┌──

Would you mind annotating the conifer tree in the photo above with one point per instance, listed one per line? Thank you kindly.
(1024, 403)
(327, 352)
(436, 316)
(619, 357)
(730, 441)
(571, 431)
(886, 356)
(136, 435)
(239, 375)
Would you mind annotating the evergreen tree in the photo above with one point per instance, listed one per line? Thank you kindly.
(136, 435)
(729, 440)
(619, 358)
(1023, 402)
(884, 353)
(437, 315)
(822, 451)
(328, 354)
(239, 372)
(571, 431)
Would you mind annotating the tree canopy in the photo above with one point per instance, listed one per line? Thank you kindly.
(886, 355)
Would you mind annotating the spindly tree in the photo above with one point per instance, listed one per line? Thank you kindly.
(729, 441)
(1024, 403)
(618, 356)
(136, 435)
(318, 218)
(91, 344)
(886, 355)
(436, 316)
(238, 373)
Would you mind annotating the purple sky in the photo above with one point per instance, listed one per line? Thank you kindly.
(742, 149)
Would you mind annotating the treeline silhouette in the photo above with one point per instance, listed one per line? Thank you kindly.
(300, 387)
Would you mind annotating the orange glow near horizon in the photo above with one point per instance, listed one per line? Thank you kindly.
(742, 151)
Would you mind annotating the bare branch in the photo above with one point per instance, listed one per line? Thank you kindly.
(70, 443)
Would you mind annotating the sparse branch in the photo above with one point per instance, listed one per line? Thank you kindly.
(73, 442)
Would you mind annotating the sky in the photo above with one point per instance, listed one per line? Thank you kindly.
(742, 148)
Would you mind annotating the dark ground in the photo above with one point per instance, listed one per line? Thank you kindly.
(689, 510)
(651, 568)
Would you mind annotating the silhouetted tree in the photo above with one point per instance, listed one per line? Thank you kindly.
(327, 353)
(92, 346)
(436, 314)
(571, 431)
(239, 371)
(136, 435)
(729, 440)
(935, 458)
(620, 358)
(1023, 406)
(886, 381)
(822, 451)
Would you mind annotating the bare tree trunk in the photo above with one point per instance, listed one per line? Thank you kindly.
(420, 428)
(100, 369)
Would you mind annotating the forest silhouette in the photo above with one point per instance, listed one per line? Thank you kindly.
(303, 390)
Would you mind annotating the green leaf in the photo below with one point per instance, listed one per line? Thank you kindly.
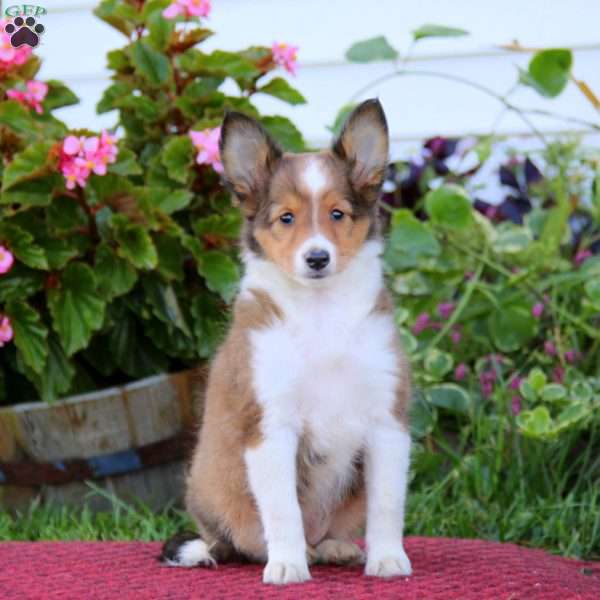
(553, 392)
(535, 423)
(377, 48)
(281, 89)
(20, 282)
(572, 414)
(65, 215)
(284, 132)
(167, 200)
(512, 240)
(22, 245)
(537, 379)
(145, 108)
(227, 225)
(341, 117)
(115, 276)
(151, 64)
(592, 291)
(16, 117)
(178, 157)
(409, 240)
(112, 95)
(59, 95)
(512, 327)
(209, 324)
(581, 390)
(408, 341)
(449, 206)
(438, 363)
(221, 273)
(449, 396)
(163, 300)
(135, 243)
(218, 63)
(119, 60)
(134, 353)
(159, 28)
(549, 71)
(76, 308)
(57, 376)
(30, 334)
(32, 163)
(527, 391)
(59, 251)
(37, 192)
(430, 30)
(126, 163)
(412, 283)
(422, 416)
(170, 256)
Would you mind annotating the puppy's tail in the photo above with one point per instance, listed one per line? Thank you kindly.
(187, 549)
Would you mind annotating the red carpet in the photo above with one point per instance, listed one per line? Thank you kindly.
(444, 569)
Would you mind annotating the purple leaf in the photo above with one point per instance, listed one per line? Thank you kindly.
(507, 177)
(532, 173)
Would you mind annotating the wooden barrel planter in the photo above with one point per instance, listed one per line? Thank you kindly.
(131, 440)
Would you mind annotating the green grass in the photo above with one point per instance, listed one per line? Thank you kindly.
(567, 527)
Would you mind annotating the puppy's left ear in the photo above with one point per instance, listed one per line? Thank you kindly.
(364, 145)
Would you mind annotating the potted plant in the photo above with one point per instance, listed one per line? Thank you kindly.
(118, 254)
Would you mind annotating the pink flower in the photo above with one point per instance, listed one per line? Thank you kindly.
(421, 323)
(460, 372)
(445, 309)
(187, 8)
(558, 374)
(32, 97)
(108, 147)
(581, 257)
(6, 260)
(286, 56)
(6, 332)
(515, 382)
(207, 144)
(487, 389)
(75, 175)
(86, 155)
(537, 309)
(571, 356)
(516, 404)
(72, 145)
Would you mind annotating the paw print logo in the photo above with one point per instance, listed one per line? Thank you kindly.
(24, 31)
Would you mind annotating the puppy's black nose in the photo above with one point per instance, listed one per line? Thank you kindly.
(317, 259)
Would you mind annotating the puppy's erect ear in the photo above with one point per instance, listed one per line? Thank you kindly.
(364, 145)
(248, 155)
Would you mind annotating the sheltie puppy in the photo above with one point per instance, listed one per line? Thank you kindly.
(305, 431)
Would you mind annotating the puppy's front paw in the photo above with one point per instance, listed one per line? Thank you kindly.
(280, 573)
(389, 564)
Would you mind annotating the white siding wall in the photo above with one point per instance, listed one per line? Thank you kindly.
(75, 44)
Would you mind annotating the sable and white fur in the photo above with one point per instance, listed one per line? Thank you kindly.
(305, 432)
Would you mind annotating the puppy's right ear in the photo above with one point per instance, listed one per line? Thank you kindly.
(249, 156)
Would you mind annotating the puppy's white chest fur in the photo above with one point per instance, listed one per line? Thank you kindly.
(327, 370)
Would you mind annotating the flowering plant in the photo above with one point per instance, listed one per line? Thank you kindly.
(118, 253)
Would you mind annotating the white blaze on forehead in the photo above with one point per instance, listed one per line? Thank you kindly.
(314, 176)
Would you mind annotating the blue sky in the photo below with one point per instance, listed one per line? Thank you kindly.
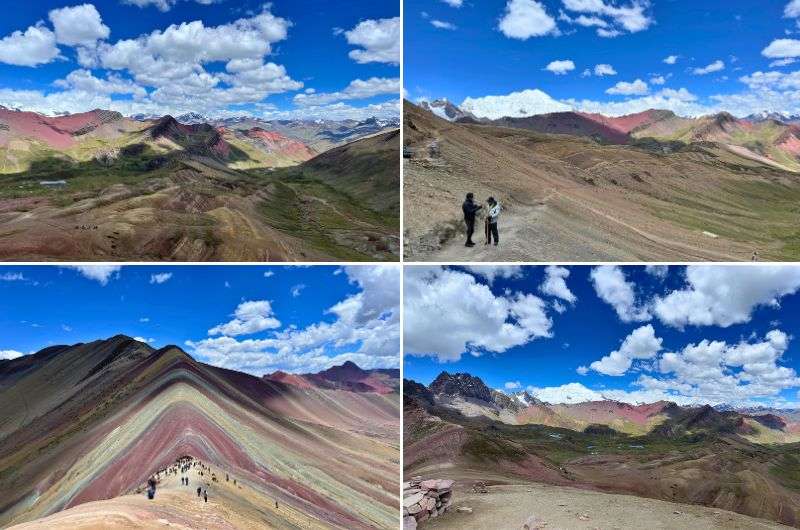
(699, 335)
(250, 318)
(687, 56)
(218, 57)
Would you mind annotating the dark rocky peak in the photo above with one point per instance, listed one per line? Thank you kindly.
(461, 384)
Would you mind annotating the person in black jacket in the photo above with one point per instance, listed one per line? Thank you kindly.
(470, 208)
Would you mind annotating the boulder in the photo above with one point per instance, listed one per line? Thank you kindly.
(412, 499)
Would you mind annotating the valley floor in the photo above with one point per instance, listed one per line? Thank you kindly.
(556, 507)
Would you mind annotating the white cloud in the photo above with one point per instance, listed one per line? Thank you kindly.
(84, 81)
(657, 271)
(782, 62)
(642, 343)
(357, 89)
(79, 25)
(611, 20)
(37, 45)
(612, 287)
(476, 319)
(716, 66)
(515, 105)
(367, 325)
(723, 296)
(10, 354)
(524, 19)
(560, 67)
(492, 272)
(160, 277)
(792, 9)
(162, 5)
(782, 48)
(604, 69)
(443, 25)
(379, 41)
(99, 273)
(624, 88)
(555, 283)
(250, 317)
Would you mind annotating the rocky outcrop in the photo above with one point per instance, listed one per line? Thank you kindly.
(463, 385)
(424, 499)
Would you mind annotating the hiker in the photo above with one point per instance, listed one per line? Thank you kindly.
(470, 208)
(491, 221)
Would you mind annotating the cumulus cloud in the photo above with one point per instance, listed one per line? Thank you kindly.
(37, 45)
(162, 5)
(560, 67)
(782, 48)
(611, 20)
(604, 69)
(10, 354)
(477, 320)
(366, 330)
(492, 272)
(723, 296)
(524, 19)
(442, 25)
(160, 278)
(612, 287)
(642, 343)
(79, 25)
(624, 88)
(102, 274)
(357, 89)
(716, 66)
(555, 283)
(250, 317)
(379, 41)
(514, 105)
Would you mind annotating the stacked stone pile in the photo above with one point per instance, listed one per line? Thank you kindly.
(423, 499)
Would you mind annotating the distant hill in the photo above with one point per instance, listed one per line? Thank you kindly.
(728, 460)
(92, 421)
(348, 376)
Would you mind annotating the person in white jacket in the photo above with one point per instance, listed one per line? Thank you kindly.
(492, 216)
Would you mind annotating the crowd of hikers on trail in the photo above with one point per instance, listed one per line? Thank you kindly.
(471, 209)
(184, 465)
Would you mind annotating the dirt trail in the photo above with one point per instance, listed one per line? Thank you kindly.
(570, 508)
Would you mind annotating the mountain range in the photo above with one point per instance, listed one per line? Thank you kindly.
(98, 185)
(85, 425)
(739, 461)
(651, 186)
(771, 138)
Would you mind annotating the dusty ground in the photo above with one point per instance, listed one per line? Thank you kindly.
(569, 199)
(174, 506)
(509, 507)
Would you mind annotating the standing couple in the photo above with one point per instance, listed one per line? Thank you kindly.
(470, 208)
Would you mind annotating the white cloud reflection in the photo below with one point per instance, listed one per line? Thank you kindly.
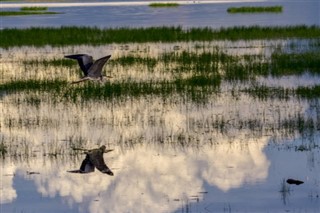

└──

- _REQUIREMENT_:
Final stretch of the data: repeat exactly each line from the one containing "Would you mind annotating the standing" through the last, and omit all pictures.

- _ANSWER FOR THIS EXERCISE_:
Would you mind annotating the standing couple in the photo above with one point per instance, listed one per line? Thank you kindly.
(470, 208)
Would you mind annotating the white cloud reflection in the photo below with one point per instance, listed one per line? Thank you kindly.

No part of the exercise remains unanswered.